*所示文本:*

解读章太炎著《驳康有为论革命书》
第一至二段:章太炎认为《立宪书》是康有为为了个人富贵向满清皇帝献媚。
第三至九段:章太炎强烈批判康有为的“满汉不分,君民同体”思想。“夫满洲种族,是曰东胡,西方谓之通古斯种,固与匈奴殊类。虽以匈奴言之,彼既大去华夏,永滞不毛,言语、政教、饮食、居处,一切自异于域内,犹得谓之同种也耶?”“彼满洲者,其为归化汉人乎?其为陵制汉人乎?堂子妖神,非郊丘之教;辫发璎珞,非弁冕之服;清书国语,非斯、邈之文。徒以尊事孔子,奉行儒术,崇饰观听,斯乃不得已而为之,而即以便其南面之术,愚民之计。若言同种,则非使满人为汉种,乃适使汉人为满种也。”“至谓衣服辫发,汉人已化而同之,虽复改为宋、明之服,反觉不安。抑不知此辫发胡服者,将强迫以成之耶?将安之若性也?禹入裸国,被发文身;墨子入楚,锦衣吹笙。非乐而为此也,强迫既久,习与性成,斯固不足以定是非者。吾闻洪、杨之世,人皆蓄发,不及十年,而曾、左之师摧陷洪氏,复从髡薙。是时朋侪相对,但觉纤首锐颠,形状噩异。然则蓄发之久,则以蓄发为安;辫发之久,则以辫发为安。向使满洲制服,涅齿以黛,穿鼻以金,刺体以龙,涂面以垩,恢诡殊形,有若魑魅,行之二百有六十年,而人亦安之无所怪矣!不问其是非然否,而惟问其所安,则所谓祖宗成法不可轻变者,长素亦何以驳之乎?野蛮人有自去其板齿,而反讥有齿者为犬类,长素之说,得无近于是耶?”“若满洲者,固人人欲尽汉种而屠戮之,其非为豫酋一人之志可知也。是故秦、赵之仇白、项,不过仇其一人;汉族之仇满洲,则当仇其全部。”

*练习任务:*
**A.** 上文《驳康有为论革命书》解读所引以“向使满洲制服”开头的句子中，假设了满洲强令施行的哪几种改变形貌的做法？逐一列出。
**B.** 续写上文关于章太炎《驳康有为论革命书》的解读，从其最后一句之后接着写下去。

*所供材料:*
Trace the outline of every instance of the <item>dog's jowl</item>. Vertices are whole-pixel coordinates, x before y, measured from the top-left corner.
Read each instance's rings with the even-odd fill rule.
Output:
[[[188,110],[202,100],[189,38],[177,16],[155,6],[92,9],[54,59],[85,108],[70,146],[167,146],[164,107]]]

*逐题答案:*
**A.** 涅齿以黛；穿鼻以金；刺体以龙；涂面以垩。

**B.**
第十段:章太炎反对康有为“清廷重用汉人官吏”的观点。“夫所谓奴隶者,岂徒以形式言耶?曾、左诸将,倚畀虽重,位在藩镇,蕞尔弹丸,未参内政。且福康安一破台湾,而遂有贝子、郡王之赏;曾、左反噬洪氏,挈大圭九鼎以付满洲,爵不过通侯,位不过虚名之内阁。曾氏在日,犹必谄事官文,始得保全首领。较其轻重,计其利害,岂可同日而道?近世军机首领,必在宗藩。夫大君无为,而百度自治,为首领者,亦以众员供其策使,彼恭、醇二邸之仰成,而沈、李、翁、孙之有事,乃适见此为奴隶,而彼为主人也。阶位虽高,犹之阉宦仆竖,而赐爵仪同者,彼固仰承风旨云尔,曷能独行其意哉!”
第十一至十四段:章太炎反对康有为“清廷轻徭薄赋”的观点,认为清王朝对人民的剥削、压迫比以往朝代更甚,清王朝的腐败官吏横征暴敛,清廷数次兴文字狱,屠杀知识分子和进步人士。
第十五段:章太炎认为光绪支持变法是出于私心,为了夺得实权,而不是为了国家富强。“殷忧内结,智计外发,知非变法,无以交通外人,得其欢心;非交通外人,得其欢心,无以挟持重势,而排沮太后之权力。载湉小丑,未辨菽麦,铤而走险,固不为满洲全部计。长素乘之,投间抵隙,其言获用,故戊戌百日之政,足以书于盘盂,勒于钟鼎,其述则公,而其心则只以保吾权位也。”
第十六至十七段:章太炎认为满人特别是满清统治者,都时刻提防着汉人,即使没有慈禧和荣禄,维新变法也会受到其他顽固派的剧烈阻挠从而失败。“顽钝愈甚,团体愈结,五百万人同德戮力,如生番之有社寮。是故汉人无民权,而满洲有民权,且有贵族之权者也。虽无太后,而掣肘者什伯于太后;虽无荣禄,而掣肘者什伯于荣禄。”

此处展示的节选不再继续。